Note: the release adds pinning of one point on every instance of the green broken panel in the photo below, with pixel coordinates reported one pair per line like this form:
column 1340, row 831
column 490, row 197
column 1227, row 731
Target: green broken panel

════════

• WHAT YOU ARE ASKED TO DO:
Scan the records for the word "green", and copy each line where it is found.

• RESULT OF THIS TASK:
Note: the release adds pinning of one point on every instance of the green broken panel in the photo below, with pixel coordinates reported one pair per line like this form:
Target: green broken panel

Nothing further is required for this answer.